WHAT IS ASKED:
1. In the Mother's Day essay, why does the writer keep count of the son's age in months and days?
2. Continue the Mother's Day essay from the point where it stops.

QUOTED TEXT:
-*-
This is my first Mother's Day as a mother. My son is 11 months and 11 days old. But who's counting?

I am.

Because I'm an old mom of a young baby, and every moment matters.

I feel young, but there's no fooling Mother Nature: I got pregnant for the first time at 40, and in the past two years, I've had three pregnancies and one baby. If you do the math, it comes out to . . . I'm lucky.

After I got married, our Best Man threw us a party, complete with vans to transport guests. There was a note in the front passenger's seat that read, "RESERVED FOR THE ELDERLY AND PREGNANT."

I sat there, because I was both. Sign of the times.

I'm not alone in being an older mother. Since 1990, the birth rate for women over 40 has almost doubled. But the average age of the first-time American mother is just 25. There aren't that many of us having what's horrifyingly called a "geriatric pregnancy" -- having a baby at 35 or older.

Geriatric? Thirty-five sounds pretty young to me!

Despite amazing advances in fertility to help older women get pregnant, the complications, increased chances of autism, and chromosomal abnormalities are significant considerations.

If I could have had my baby sooner, I would have, simply to spend more years with him.

But my boy came when he came, naturally and miraculously, by the grace of God, or Fate, or the timing of a million fruitless dates that meant I met his father as I entered middle age.
-*-
DATASET ENTRIES:
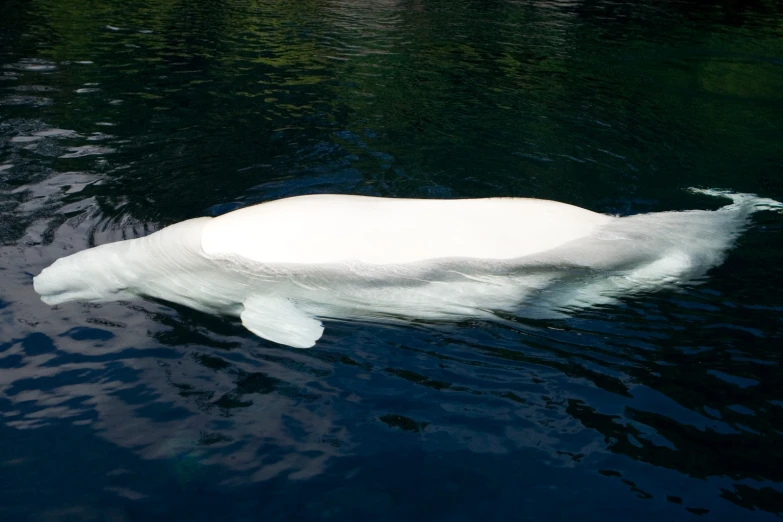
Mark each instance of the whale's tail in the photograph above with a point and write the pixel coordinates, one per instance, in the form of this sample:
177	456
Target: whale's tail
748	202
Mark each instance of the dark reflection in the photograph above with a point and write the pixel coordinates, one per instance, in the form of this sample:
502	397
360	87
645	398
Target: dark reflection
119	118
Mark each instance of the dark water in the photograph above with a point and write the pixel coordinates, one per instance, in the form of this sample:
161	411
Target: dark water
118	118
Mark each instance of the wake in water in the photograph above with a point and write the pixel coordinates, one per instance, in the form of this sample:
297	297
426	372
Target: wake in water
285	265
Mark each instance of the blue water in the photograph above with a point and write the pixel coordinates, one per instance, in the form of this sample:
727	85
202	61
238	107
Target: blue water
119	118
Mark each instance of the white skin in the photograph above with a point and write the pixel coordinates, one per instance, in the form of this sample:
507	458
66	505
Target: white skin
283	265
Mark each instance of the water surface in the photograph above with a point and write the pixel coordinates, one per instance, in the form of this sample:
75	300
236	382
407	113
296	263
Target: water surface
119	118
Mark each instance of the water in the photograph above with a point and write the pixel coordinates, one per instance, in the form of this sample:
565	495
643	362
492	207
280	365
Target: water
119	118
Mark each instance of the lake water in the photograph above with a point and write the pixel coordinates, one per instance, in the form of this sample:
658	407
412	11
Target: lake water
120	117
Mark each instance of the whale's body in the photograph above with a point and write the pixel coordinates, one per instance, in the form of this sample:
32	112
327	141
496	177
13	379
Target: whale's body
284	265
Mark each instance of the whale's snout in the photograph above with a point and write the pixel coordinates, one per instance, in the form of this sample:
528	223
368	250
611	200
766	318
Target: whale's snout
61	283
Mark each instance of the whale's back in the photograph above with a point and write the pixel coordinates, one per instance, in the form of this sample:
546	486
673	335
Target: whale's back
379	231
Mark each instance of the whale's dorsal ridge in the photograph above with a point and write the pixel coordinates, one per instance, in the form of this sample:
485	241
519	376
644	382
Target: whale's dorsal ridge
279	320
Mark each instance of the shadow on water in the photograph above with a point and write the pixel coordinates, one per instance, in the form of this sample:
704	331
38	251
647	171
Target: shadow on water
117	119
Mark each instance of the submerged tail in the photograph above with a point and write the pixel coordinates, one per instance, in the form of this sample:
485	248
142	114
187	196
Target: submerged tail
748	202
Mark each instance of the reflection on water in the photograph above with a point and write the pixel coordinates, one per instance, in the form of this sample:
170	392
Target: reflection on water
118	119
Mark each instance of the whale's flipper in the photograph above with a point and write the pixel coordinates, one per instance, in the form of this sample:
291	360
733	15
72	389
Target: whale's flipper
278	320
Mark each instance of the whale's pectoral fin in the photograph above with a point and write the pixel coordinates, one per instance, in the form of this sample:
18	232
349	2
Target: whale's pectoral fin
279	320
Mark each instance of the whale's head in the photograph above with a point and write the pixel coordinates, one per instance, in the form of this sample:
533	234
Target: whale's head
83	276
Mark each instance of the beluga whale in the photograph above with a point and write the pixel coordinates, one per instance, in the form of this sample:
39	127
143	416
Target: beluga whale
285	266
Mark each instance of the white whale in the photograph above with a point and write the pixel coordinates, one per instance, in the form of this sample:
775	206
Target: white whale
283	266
-*-
ANSWERS TO EACH TASK:
1. The writer counts because, as an older mother of a young baby, every moment matters.

2.
And I wouldn't change a thing about him.

My mother died when she was 10 years older than I am now. This doesn't escape me when I'm with my son: how many years will we have together? Is today the day he starts remembering things like how I announce that I'm going to kiss his nose, and then his left eyebrow, and then his tummy? That I sing him show tunes instead of lullabies?

He doesn't know that I'm old; I'm just his mommy.

For the first time in my life, I'm squinting to see things far away, but I keep my baby close, so I see him clearly. For the first time, I'm getting gray hair in my roots, but my baby is too short to see the top of my head.

Mothers of all ages delight in their children, but I don't know that if I were younger, I would feel as acutely, profoundly, preciously grateful for every smile, squeal, and -- yes -- diaper blowout.

Happy Mother's Day to mothers-to-be and mothers-that-were, to young moms and old moms.